Context:

MAAS search historically relied on a custom Domain Specific Language (DSL) — precise but intimidating and error-prone for both expert and new users.
The translation step (from human intent to DSL syntax) was the biggest source of mistakes, rework, and delays.
Users frequently forgot query syntax between sessions, making search a recurring learning curve.

Challenge:

How might we remove the manual translation step while keeping search fast, precise, and scalable?

My Role: Lead UX Designer collaborating with Engineering & PM:

  • Conducted 11 usability tests and multiple deep-dive interviews with MAAS users
  • Mapped pain points in syntax translation, performance, and query building
  • Partnered with engineers to prototype both backend and UI solutions
  • Designed a human-language-driven search model layered over existing DSL logic

Key Problems:

  • Load times of ~3 minutes for environments with 1800+ machines (referrence environment as shown in the image below) —> unacceptable for mission-critical workflows
  • String-based, client-side search logic required memorizing obscure syntax
  • Complex API joins across multiple tables —> slow & expensive queries
  • Poor error recovery: every syntax error required a full reload
  • Documentation lookups interrupted workflow

MAAS Search MAAS 2.9 (June 15, 2021)

Back in MAAS 2.9 and below, a common behavior for users with more than 200 machines were to:

  1. Open multiple tabs and execute tasks separately.
  2. Every mistake cost extra time to load, which becomes harder to scale for their private cloud.
  3. Search behavior is a string search-base and done on the client side.
  4. The API returns an object that is a product of joining multiple tables making the runtime quite expensive.
  5. Search logic is confusing.

Based on the search query, there is a hint of an AND operation and an OR operation, but people won’t know which one that is unless they visit and learn from the documentation. Having to go through the documentation from this page creates a disconnection in the experience because they are entering a new UI where they have to relearn how to navigate the docs.

Search Query

What a typical search journey looks like?

Search Journey

Our biggest problem statements are:

  • [Engineering]: We need a way reduce the load time from 2 minutes to 10 seconds for 1000 machines, because as the data center scales the number of machines shouldn’t affect the load time.
  • [UX Design]: We need a way to enable people to search without learning the syntax, because the translation step is where people make the most mistakes.

Iteration 1 — Performance First (MAAS 3.0, 2022)

Goal: Reduce load time from 2 mins → 10 secs for 1000 machines

  • Moved filtering/grouping to server-side
  • Reimplemented WebSocket handlers for machine listing
  • Refactored DB queries to avoid unnecessary joins

Impact:

  • Achieved 2 secs / 1000 machines (10× faster than goal)
  • Exposed DB model inefficiencies → simplified for long-term scalability

The table below shows the estimated Web Socket response time in miliseconds and the total UI load time in relation to the number of machines.

Search performance

From this graph, we notices that when our user scales their environment to more than 100 machines in their environment, the load time starts to lag. This causes the entire experience to be less motivated.

Search performance graph

Exploring different handlers

As an attempt to start fixing our performance, we created a spike to test out different websocket handlers. The following graph shows the timing for getting data for 1000 machines (the whole dataset is from a sample database) with the current implementation websocket handler for the machine listing page.

__DIRECTIVE 1__. Change "mountain range" to "mountain ridge" in the listing lines starting with the line with "Each instance of the distant mountain" and going on through the last line of the listing. Give back only those lines, otherwise unchanged.
The MAAS search case study has nothing to do with the listing that comes next.

(Records of labeled points)
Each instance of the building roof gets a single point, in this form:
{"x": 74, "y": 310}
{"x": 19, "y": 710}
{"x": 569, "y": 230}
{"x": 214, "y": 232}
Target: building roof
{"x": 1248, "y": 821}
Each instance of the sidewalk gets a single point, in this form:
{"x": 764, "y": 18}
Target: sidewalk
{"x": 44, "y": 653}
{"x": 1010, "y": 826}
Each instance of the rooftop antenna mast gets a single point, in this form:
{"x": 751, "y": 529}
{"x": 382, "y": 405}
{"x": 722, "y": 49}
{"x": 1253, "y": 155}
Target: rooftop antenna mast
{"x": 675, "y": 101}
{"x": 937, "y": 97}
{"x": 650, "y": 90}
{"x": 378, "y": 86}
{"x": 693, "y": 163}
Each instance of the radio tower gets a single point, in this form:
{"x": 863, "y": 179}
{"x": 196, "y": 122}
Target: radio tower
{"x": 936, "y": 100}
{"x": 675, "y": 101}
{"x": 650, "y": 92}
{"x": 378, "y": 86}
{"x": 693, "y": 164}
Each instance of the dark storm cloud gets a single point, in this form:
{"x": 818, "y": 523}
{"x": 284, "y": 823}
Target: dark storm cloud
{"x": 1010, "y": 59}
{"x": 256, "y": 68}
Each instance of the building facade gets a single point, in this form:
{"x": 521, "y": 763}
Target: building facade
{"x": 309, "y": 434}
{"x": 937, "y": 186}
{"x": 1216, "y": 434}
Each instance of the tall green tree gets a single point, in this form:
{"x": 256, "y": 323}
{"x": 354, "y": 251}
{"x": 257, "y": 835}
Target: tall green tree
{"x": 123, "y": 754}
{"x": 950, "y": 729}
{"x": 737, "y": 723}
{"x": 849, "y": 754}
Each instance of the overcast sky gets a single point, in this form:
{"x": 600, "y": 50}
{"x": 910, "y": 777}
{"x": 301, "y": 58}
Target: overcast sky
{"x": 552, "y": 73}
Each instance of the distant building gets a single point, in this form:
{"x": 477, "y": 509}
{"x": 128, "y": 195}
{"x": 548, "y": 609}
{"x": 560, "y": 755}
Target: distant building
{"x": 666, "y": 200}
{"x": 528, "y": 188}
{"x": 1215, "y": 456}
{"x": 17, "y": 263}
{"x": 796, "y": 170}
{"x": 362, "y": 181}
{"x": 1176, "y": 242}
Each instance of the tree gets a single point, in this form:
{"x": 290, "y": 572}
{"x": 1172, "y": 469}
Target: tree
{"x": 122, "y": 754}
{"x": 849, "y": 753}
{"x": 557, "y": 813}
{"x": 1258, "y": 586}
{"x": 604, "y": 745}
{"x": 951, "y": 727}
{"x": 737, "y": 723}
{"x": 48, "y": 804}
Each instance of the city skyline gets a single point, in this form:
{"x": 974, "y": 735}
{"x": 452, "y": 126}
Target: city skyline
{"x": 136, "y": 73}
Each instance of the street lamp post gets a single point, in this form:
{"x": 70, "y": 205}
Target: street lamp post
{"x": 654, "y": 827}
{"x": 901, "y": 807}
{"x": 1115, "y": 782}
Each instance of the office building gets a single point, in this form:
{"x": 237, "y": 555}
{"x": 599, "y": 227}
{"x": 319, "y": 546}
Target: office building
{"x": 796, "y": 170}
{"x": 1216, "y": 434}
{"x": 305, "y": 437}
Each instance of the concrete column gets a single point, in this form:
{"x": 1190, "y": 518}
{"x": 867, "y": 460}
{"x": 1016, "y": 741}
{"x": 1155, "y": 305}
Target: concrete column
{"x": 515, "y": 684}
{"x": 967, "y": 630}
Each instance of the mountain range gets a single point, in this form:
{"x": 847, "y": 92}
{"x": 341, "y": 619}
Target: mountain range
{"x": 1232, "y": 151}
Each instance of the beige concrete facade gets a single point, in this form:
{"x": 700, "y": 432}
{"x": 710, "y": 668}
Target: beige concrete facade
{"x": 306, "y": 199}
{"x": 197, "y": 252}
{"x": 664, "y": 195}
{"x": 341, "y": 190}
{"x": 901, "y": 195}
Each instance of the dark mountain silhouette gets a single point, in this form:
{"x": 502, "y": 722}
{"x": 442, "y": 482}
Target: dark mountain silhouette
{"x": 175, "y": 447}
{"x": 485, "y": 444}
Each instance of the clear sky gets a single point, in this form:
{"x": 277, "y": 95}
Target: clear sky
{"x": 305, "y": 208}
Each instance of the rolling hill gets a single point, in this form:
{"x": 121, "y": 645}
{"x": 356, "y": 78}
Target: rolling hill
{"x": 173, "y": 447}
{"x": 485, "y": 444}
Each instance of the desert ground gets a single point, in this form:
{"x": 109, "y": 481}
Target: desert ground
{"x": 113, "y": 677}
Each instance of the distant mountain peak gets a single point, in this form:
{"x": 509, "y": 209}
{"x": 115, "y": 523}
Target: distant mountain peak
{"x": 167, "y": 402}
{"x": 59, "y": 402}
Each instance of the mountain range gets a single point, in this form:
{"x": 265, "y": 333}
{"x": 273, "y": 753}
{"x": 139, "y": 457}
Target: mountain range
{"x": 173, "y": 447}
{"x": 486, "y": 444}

__DIRECTIVE 2__. Transcribe the MAAS search case study word for word, starting with "5. Search logic" and going on through "journey looks like?".

__EXERCISE OUTPUT 1__.
Each instance of the distant mountain peak gets a single point, in this form:
{"x": 509, "y": 209}
{"x": 115, "y": 523}
Target: distant mountain peak
{"x": 167, "y": 402}
{"x": 59, "y": 402}
Each instance of the mountain ridge gets a single point, in this form:
{"x": 265, "y": 333}
{"x": 273, "y": 753}
{"x": 139, "y": 457}
Target: mountain ridge
{"x": 173, "y": 447}
{"x": 486, "y": 444}

__EXERCISE OUTPUT 2__.
5. Search logic is confusing.

Based on the search query, there is a hint of an AND operation and an OR operation, but people won’t know which one that is unless they visit and learn from the documentation. Having to go through the documentation from this page creates a disconnection in the experience because they are entering a new UI where they have to relearn how to navigate the docs.

Search Query

What a typical search journey looks like?